Saved data entries -
__________
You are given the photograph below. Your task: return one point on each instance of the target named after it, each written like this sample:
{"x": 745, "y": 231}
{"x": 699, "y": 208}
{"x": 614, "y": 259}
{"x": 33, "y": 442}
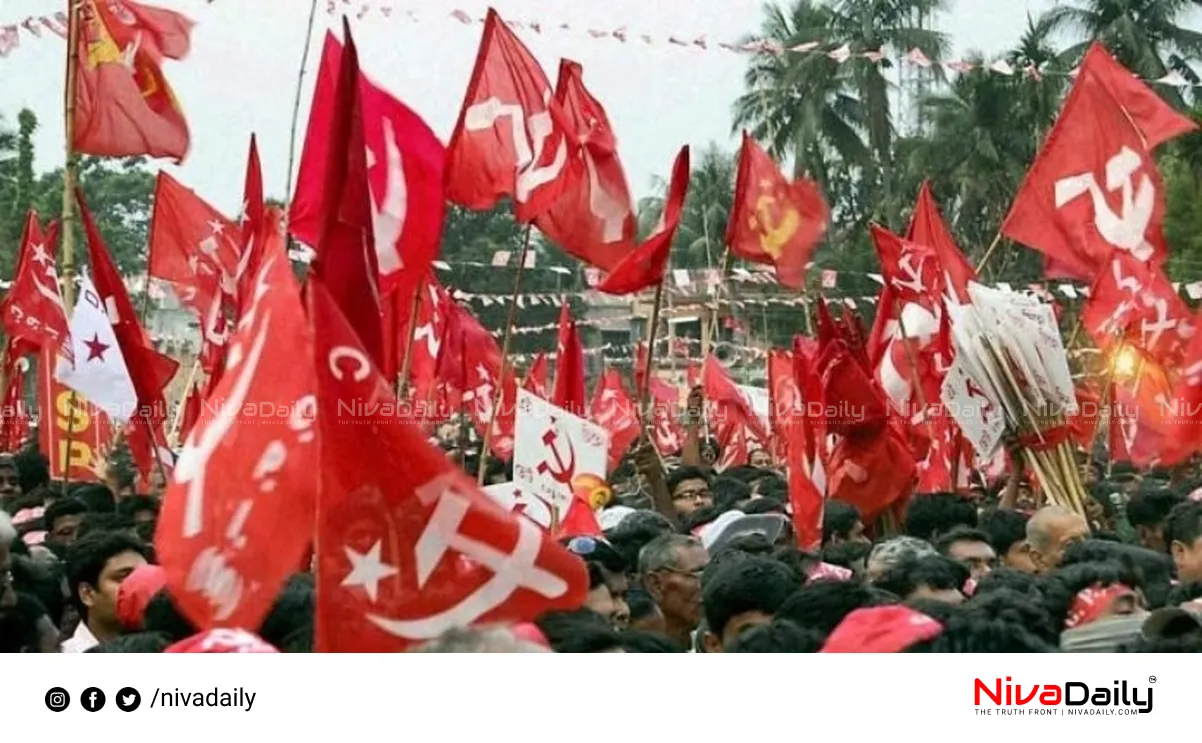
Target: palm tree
{"x": 876, "y": 25}
{"x": 1144, "y": 35}
{"x": 700, "y": 238}
{"x": 802, "y": 106}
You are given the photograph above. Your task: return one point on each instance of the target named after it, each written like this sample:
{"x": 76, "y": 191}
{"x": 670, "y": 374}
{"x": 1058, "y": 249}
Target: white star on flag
{"x": 367, "y": 570}
{"x": 40, "y": 254}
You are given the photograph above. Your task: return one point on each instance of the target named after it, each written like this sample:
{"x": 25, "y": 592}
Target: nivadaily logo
{"x": 1069, "y": 697}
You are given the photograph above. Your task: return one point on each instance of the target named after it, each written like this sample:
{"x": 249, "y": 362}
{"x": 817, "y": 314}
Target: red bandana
{"x": 1092, "y": 602}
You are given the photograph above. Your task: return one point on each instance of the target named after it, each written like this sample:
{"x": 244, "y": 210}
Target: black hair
{"x": 291, "y": 611}
{"x": 1182, "y": 643}
{"x": 60, "y": 507}
{"x": 1150, "y": 507}
{"x": 94, "y": 522}
{"x": 929, "y": 515}
{"x": 43, "y": 582}
{"x": 821, "y": 605}
{"x": 1184, "y": 593}
{"x": 778, "y": 636}
{"x": 744, "y": 584}
{"x": 1023, "y": 610}
{"x": 634, "y": 641}
{"x": 134, "y": 504}
{"x": 851, "y": 556}
{"x": 99, "y": 498}
{"x": 561, "y": 628}
{"x": 729, "y": 491}
{"x": 1061, "y": 586}
{"x": 750, "y": 544}
{"x": 974, "y": 632}
{"x": 838, "y": 519}
{"x": 635, "y": 532}
{"x": 1005, "y": 529}
{"x": 960, "y": 534}
{"x": 18, "y": 625}
{"x": 135, "y": 642}
{"x": 1154, "y": 570}
{"x": 88, "y": 556}
{"x": 685, "y": 473}
{"x": 934, "y": 571}
{"x": 701, "y": 517}
{"x": 162, "y": 616}
{"x": 1184, "y": 523}
{"x": 33, "y": 469}
{"x": 1009, "y": 580}
{"x": 763, "y": 505}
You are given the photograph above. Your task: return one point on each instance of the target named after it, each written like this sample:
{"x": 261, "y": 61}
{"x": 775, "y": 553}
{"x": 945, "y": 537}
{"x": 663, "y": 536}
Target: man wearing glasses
{"x": 690, "y": 491}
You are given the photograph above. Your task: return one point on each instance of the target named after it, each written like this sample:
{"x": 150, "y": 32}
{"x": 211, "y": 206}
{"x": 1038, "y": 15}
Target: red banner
{"x": 83, "y": 433}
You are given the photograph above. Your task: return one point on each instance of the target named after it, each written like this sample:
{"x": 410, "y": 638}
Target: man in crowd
{"x": 670, "y": 568}
{"x": 1049, "y": 532}
{"x": 96, "y": 565}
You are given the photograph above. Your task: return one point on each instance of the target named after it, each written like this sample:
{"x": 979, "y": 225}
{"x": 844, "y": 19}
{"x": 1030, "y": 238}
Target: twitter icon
{"x": 128, "y": 699}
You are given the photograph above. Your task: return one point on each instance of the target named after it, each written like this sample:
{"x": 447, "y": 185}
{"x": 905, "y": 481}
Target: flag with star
{"x": 99, "y": 372}
{"x": 774, "y": 220}
{"x": 31, "y": 311}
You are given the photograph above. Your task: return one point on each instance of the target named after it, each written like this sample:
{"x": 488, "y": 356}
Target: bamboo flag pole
{"x": 69, "y": 170}
{"x": 410, "y": 331}
{"x": 296, "y": 101}
{"x": 498, "y": 398}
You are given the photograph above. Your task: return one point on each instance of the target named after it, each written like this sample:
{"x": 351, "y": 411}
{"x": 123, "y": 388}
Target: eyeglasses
{"x": 698, "y": 494}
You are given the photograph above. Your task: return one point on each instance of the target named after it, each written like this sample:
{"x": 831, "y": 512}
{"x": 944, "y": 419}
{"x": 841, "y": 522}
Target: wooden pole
{"x": 505, "y": 357}
{"x": 410, "y": 331}
{"x": 988, "y": 254}
{"x": 69, "y": 170}
{"x": 296, "y": 101}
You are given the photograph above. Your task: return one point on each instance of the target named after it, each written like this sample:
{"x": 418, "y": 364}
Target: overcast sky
{"x": 242, "y": 73}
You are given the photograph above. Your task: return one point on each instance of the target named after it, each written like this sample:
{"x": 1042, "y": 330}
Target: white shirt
{"x": 82, "y": 641}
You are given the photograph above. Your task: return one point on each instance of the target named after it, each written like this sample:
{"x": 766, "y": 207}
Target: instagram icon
{"x": 57, "y": 699}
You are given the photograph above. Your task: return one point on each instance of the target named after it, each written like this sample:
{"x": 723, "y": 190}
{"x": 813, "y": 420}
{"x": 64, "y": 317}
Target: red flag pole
{"x": 505, "y": 358}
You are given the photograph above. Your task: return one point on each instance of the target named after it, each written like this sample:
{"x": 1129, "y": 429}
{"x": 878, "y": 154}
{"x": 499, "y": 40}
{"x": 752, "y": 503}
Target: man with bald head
{"x": 1049, "y": 533}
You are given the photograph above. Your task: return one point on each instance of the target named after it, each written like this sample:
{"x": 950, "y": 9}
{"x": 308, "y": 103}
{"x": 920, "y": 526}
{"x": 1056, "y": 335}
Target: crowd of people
{"x": 988, "y": 570}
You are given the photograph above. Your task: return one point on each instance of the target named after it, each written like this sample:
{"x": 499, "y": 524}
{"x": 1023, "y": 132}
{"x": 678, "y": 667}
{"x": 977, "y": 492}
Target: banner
{"x": 90, "y": 431}
{"x": 553, "y": 450}
{"x": 512, "y": 498}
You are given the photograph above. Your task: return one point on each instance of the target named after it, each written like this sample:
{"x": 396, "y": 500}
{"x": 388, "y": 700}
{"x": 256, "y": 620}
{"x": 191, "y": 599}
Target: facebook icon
{"x": 93, "y": 699}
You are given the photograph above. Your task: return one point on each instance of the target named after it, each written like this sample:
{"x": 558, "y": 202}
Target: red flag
{"x": 149, "y": 370}
{"x": 512, "y": 135}
{"x": 408, "y": 553}
{"x": 124, "y": 105}
{"x": 1094, "y": 186}
{"x": 72, "y": 432}
{"x": 594, "y": 219}
{"x": 535, "y": 381}
{"x": 927, "y": 227}
{"x": 1136, "y": 304}
{"x": 646, "y": 265}
{"x": 33, "y": 311}
{"x": 404, "y": 172}
{"x": 238, "y": 513}
{"x": 346, "y": 259}
{"x": 569, "y": 391}
{"x": 614, "y": 410}
{"x": 774, "y": 220}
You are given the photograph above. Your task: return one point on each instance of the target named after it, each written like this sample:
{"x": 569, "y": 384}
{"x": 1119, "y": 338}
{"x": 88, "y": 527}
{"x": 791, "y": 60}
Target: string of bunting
{"x": 10, "y": 39}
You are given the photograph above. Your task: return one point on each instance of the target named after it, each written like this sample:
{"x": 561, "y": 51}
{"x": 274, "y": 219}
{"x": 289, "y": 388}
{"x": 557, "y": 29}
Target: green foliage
{"x": 119, "y": 195}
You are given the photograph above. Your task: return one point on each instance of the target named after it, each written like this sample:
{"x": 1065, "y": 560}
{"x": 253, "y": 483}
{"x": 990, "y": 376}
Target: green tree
{"x": 1148, "y": 36}
{"x": 119, "y": 196}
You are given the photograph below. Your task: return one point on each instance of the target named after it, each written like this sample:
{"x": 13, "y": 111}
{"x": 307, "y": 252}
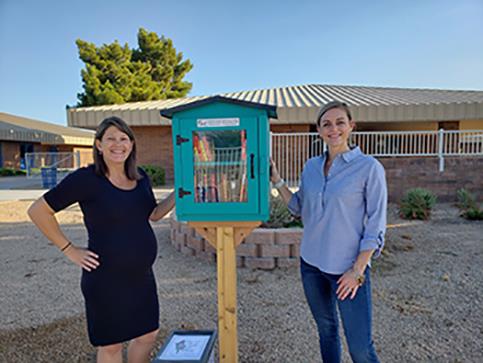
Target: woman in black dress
{"x": 117, "y": 282}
__________
WHAT THE TASK ASKS - Because the pictures are not wanted, retype only the text of every record, exactly as given.

RESULT OF THE EXERCISE -
You are given the photograph below. Your task: return one point on each instance of the target named after it, each written like this sample:
{"x": 745, "y": 231}
{"x": 699, "y": 208}
{"x": 614, "y": 259}
{"x": 33, "y": 442}
Target: palm tree
{"x": 876, "y": 25}
{"x": 1144, "y": 35}
{"x": 700, "y": 238}
{"x": 802, "y": 106}
You are given the photograph above. Your task: return one point on each instance of the target named after it, each written like this sample:
{"x": 76, "y": 191}
{"x": 670, "y": 374}
{"x": 1058, "y": 249}
Target: white star on flag
{"x": 367, "y": 570}
{"x": 40, "y": 254}
You are given the photograph above. Your task: return one point on each instance of the target named after it, each written like this sample:
{"x": 25, "y": 592}
Target: nivadaily logo
{"x": 1069, "y": 697}
You are given the photograph above. Your task: return one point on each instance of the target named after it, each written like this sample:
{"x": 249, "y": 362}
{"x": 817, "y": 314}
Target: red bandana
{"x": 1092, "y": 602}
You are given the photograph above. Your task: return one point on each instance of the target named after it, each written like this sample:
{"x": 244, "y": 210}
Target: black hair
{"x": 291, "y": 611}
{"x": 1182, "y": 643}
{"x": 60, "y": 507}
{"x": 1150, "y": 507}
{"x": 94, "y": 522}
{"x": 929, "y": 515}
{"x": 43, "y": 582}
{"x": 821, "y": 605}
{"x": 1184, "y": 593}
{"x": 778, "y": 636}
{"x": 744, "y": 584}
{"x": 1023, "y": 610}
{"x": 634, "y": 641}
{"x": 134, "y": 504}
{"x": 851, "y": 556}
{"x": 99, "y": 498}
{"x": 561, "y": 628}
{"x": 729, "y": 491}
{"x": 1061, "y": 586}
{"x": 750, "y": 544}
{"x": 974, "y": 632}
{"x": 838, "y": 519}
{"x": 635, "y": 532}
{"x": 1005, "y": 529}
{"x": 960, "y": 534}
{"x": 18, "y": 625}
{"x": 135, "y": 642}
{"x": 1154, "y": 570}
{"x": 88, "y": 556}
{"x": 685, "y": 473}
{"x": 934, "y": 571}
{"x": 701, "y": 517}
{"x": 162, "y": 616}
{"x": 1184, "y": 523}
{"x": 33, "y": 469}
{"x": 1009, "y": 580}
{"x": 763, "y": 505}
You are given the photograph above. Your task: return one point on each instance of the target named after it, each written like this sample:
{"x": 261, "y": 61}
{"x": 775, "y": 553}
{"x": 945, "y": 537}
{"x": 663, "y": 536}
Target: man wearing glasses
{"x": 690, "y": 491}
You are given the photograph above. Your task: return one point on each instance of the target named after it, each written like this sample:
{"x": 150, "y": 32}
{"x": 211, "y": 206}
{"x": 1038, "y": 15}
Target: red banner
{"x": 83, "y": 433}
You are given the photograph above. Your task: return one point on each instance of the target named after it, each written like this sample:
{"x": 410, "y": 638}
Target: man in crowd
{"x": 670, "y": 568}
{"x": 1049, "y": 532}
{"x": 96, "y": 565}
You are given the photograph above. Your task: return one point on each instance of the target named after it, each written like this sample:
{"x": 979, "y": 225}
{"x": 844, "y": 19}
{"x": 1030, "y": 238}
Target: twitter icon
{"x": 128, "y": 699}
You are given the photograph above. Your task: return one point on each instance of the target named after it, each written like this sample:
{"x": 447, "y": 185}
{"x": 905, "y": 481}
Target: flag with star
{"x": 99, "y": 372}
{"x": 774, "y": 220}
{"x": 31, "y": 311}
You are given the photograph above. Your task: return one point on each instance of the target named after it, each written like this sample:
{"x": 488, "y": 356}
Target: bamboo flag pole
{"x": 69, "y": 170}
{"x": 410, "y": 331}
{"x": 296, "y": 101}
{"x": 498, "y": 398}
You are given the photograph above. Your task: return one point on each instance of the target named after it, each written like this sample:
{"x": 351, "y": 411}
{"x": 123, "y": 388}
Target: eyeglasses
{"x": 698, "y": 494}
You are given the photograph above. Your task: return one point on each instance of the target named after it, each written like this sample:
{"x": 831, "y": 512}
{"x": 944, "y": 419}
{"x": 841, "y": 522}
Target: wooden pole
{"x": 505, "y": 357}
{"x": 410, "y": 331}
{"x": 988, "y": 254}
{"x": 69, "y": 170}
{"x": 296, "y": 101}
You are given the photograph above. Your task: return one point on each instance of the target named after it, each written like this sample:
{"x": 418, "y": 364}
Target: overcast sky
{"x": 242, "y": 73}
You are given the photograph above. Your task: return one point on each instance of the target named after it, each written like this sample:
{"x": 1042, "y": 330}
Target: white shirt
{"x": 82, "y": 641}
You are given the photograph above. Your task: return one point on each instance of the target named after it, each written like this sample:
{"x": 766, "y": 207}
Target: instagram icon
{"x": 57, "y": 699}
You are given the photograph above. Your task: return one point on each instance of the target named after it, each written like this sample:
{"x": 723, "y": 190}
{"x": 813, "y": 420}
{"x": 64, "y": 317}
Target: red flag pole
{"x": 505, "y": 358}
You are given the photograph above. Your task: return one point on each instance of the target named after it, each written like this sample:
{"x": 1129, "y": 429}
{"x": 878, "y": 154}
{"x": 499, "y": 40}
{"x": 752, "y": 503}
Target: man with bald head
{"x": 1049, "y": 533}
You are given the photograph above. Your task: return one point on each instance of the target named after it, each written like this sample:
{"x": 950, "y": 9}
{"x": 308, "y": 103}
{"x": 920, "y": 526}
{"x": 1056, "y": 335}
Target: crowd of people
{"x": 988, "y": 570}
You are given the photograph above. Your task: return one point on each instance of the target named after it, each written like this sample:
{"x": 499, "y": 524}
{"x": 1023, "y": 132}
{"x": 678, "y": 667}
{"x": 977, "y": 492}
Target: banner
{"x": 90, "y": 431}
{"x": 553, "y": 450}
{"x": 512, "y": 498}
You are given the photograph above. Your task: return one point on each instance of the target named after it, each written like this sample:
{"x": 396, "y": 500}
{"x": 388, "y": 700}
{"x": 256, "y": 620}
{"x": 191, "y": 599}
Target: facebook icon
{"x": 93, "y": 699}
You are given the photograph above. Your task: return one point on each instance of the target named after it, each written like this sample:
{"x": 558, "y": 202}
Target: red flag
{"x": 149, "y": 370}
{"x": 512, "y": 135}
{"x": 408, "y": 553}
{"x": 124, "y": 105}
{"x": 1094, "y": 186}
{"x": 72, "y": 432}
{"x": 594, "y": 219}
{"x": 535, "y": 381}
{"x": 927, "y": 227}
{"x": 1136, "y": 304}
{"x": 646, "y": 265}
{"x": 33, "y": 311}
{"x": 404, "y": 172}
{"x": 238, "y": 513}
{"x": 346, "y": 259}
{"x": 569, "y": 391}
{"x": 614, "y": 410}
{"x": 774, "y": 220}
You are given the photograph above. Your task: return one point on each instance of the target named after it, each written like this sample:
{"x": 569, "y": 384}
{"x": 1119, "y": 338}
{"x": 88, "y": 527}
{"x": 791, "y": 60}
Target: string of bunting
{"x": 10, "y": 39}
You are given the photograph above. Your task: return one point on each instance of the target named after it, each written like this sample:
{"x": 561, "y": 51}
{"x": 274, "y": 219}
{"x": 289, "y": 388}
{"x": 557, "y": 29}
Target: green foliage
{"x": 119, "y": 195}
You are given the photograph above. Your task: return one point on each instance of the target named after it, each written like this sample:
{"x": 1065, "y": 560}
{"x": 253, "y": 483}
{"x": 990, "y": 376}
Target: green tree
{"x": 1148, "y": 36}
{"x": 119, "y": 196}
You are given the photograph below. Your task: return one point on each instance of the target named after it, each written like this sample:
{"x": 13, "y": 111}
{"x": 307, "y": 252}
Target: woman in black dress
{"x": 117, "y": 282}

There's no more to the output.